__Compiti da svolgere__
**a.** Secondo il testo sulla parità di genere nello sport, quale percentuale degli atleti ai giochi di Londra 2012 era costituita da donne?
**b.** Riporti il passo del testo sulla parità di genere nello sport da "La discrepanza più" a "per gli uomini.", sostituendo "atlete" con "sportive".

__Testo fornito__
<<<<

A livello sportivo – o meglio, da quando gli eventi sportivi hanno iniziato ad avere un certo rilievo internazionale – si stanno comunque compiendo degli sforzi importanti, a livello organizzativo e di iniziative. Basti pensare alle Olimpiadi dell’era moderna, nella prima edizione di Atene 1896 riservate ai soli uomini. Fino ad arrivare ai giochi di Londra 2012 dove le donne costituiscono il 45% degli atleti, e dove è stato introdotto per la prima volta il pugilato femminile, l’ultima disciplina ancora riservata ai soli atleti maschi. I giochi di Londra hanno avuto un altro primato: per la prima volta tutte le Nazioni iscritte presentano almeno una donna nella loro delegazione.

Gender gap In Italia

Anche in Italia si sono fatti numerosi progressi, soprattutto dal 1985, anno in cui la UISP presentò la Carta dei Diritti delle donne nello sport. Purtroppo le discrepanze in termini di pari opportunità continuano ad esistere.

A partire dal gender gap salariale e dallo status economico. L’esempio della maggior disparità è dato dallo sport di maggior interesse negli stati industrializzati, ovvero il calcio. In Italia le calciatrici lottano per ottenere lo status di professionismo, e ciclicamente questo problema viene portato all’attenzione collettiva. L’industria calcio è il quinto indotto per fatturato del paese, e la forbice continua ad aumentare, sia fra calcio maschile e calcio femminile, sia tra squadre di élite e piccoli club.

La discrepanza più importante resta comunque a livello di stereotipi di genere e di bodyshaming. In materia di storytelling e di giornalismo sportivo si sta cercando, grazie all’operato di GIULIA (GIornaliste Unite Libere Autonome), di andare verso la direzione di un linguaggio che superi stereotipi e pregiudizi, e si concentri invece sulle prestazioni e le capacità delle atlete, come si fa del resto per gli uomini.

>>>>

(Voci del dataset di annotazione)
<<<<

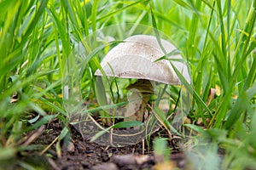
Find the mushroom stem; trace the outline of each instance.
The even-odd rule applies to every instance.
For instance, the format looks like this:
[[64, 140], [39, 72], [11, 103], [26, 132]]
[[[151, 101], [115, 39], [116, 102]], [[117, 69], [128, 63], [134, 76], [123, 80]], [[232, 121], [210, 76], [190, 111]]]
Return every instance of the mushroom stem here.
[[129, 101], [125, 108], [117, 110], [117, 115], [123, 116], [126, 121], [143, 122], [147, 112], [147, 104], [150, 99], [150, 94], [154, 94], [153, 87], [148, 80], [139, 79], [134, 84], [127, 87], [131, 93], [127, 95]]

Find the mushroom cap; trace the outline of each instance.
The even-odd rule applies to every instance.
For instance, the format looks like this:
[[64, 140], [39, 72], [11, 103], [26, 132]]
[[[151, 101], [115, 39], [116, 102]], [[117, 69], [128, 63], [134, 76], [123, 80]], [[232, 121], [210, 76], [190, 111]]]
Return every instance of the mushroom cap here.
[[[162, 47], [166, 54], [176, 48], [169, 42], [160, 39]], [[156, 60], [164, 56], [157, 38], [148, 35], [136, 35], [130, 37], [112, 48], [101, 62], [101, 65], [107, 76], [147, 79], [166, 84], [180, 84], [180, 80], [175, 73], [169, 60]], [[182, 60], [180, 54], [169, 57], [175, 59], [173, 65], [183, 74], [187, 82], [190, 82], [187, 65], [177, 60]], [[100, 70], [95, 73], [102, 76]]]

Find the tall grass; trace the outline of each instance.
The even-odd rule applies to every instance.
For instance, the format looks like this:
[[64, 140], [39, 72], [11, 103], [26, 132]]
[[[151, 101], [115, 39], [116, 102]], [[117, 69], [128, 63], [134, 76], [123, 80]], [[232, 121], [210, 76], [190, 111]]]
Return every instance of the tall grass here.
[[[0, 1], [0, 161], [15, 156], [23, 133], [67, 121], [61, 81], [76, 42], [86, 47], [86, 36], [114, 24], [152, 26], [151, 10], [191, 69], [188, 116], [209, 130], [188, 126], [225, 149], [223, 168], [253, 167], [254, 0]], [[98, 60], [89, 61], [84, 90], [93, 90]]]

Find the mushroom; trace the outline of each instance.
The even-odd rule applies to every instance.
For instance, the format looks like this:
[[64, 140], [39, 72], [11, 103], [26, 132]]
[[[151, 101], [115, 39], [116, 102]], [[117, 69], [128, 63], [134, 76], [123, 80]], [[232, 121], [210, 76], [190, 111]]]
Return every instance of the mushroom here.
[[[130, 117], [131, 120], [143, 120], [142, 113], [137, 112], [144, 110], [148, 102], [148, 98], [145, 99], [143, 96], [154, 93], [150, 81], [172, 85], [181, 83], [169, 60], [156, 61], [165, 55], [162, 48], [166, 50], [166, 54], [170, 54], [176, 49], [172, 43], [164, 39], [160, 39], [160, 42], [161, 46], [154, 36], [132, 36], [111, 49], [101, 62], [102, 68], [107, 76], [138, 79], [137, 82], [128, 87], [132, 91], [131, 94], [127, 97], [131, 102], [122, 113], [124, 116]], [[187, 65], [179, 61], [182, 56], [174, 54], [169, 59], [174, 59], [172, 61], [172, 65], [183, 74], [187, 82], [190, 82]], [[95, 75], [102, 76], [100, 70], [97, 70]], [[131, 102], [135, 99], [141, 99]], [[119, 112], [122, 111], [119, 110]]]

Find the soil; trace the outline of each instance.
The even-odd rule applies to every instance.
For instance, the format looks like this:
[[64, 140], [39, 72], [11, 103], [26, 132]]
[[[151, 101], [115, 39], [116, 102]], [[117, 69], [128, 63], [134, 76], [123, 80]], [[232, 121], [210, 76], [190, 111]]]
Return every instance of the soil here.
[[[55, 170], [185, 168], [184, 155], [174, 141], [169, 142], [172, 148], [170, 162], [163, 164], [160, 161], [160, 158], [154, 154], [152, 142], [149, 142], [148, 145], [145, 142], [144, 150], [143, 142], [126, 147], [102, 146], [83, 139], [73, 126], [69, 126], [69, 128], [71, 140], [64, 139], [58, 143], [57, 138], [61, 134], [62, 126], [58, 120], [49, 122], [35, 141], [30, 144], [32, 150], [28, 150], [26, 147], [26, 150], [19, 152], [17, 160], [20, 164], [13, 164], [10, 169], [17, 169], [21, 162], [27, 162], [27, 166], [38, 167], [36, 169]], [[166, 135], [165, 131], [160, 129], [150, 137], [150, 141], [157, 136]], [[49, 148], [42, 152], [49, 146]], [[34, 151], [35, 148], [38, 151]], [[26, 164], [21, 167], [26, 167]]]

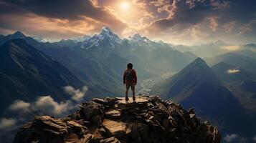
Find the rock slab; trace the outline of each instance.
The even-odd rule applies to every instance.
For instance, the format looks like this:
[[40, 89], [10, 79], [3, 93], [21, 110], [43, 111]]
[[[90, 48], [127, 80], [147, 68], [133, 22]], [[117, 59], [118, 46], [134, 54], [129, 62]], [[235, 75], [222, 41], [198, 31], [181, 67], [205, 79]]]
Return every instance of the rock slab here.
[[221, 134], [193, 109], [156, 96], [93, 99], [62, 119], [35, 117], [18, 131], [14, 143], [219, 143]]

>>>>

__Soluzioni proposte__
**a.** Le donne costituivano il 45% degli atleti.

**b.**
La discrepanza più importante resta comunque a livello di stereotipi di genere e di bodyshaming. In materia di storytelling e di giornalismo sportivo si sta cercando, grazie all’operato di GIULIA (GIornaliste Unite Libere Autonome), di andare verso la direzione di un linguaggio che superi stereotipi e pregiudizi, e si concentri invece sulle prestazioni e le capacità delle sportive, come si fa del resto per gli uomini.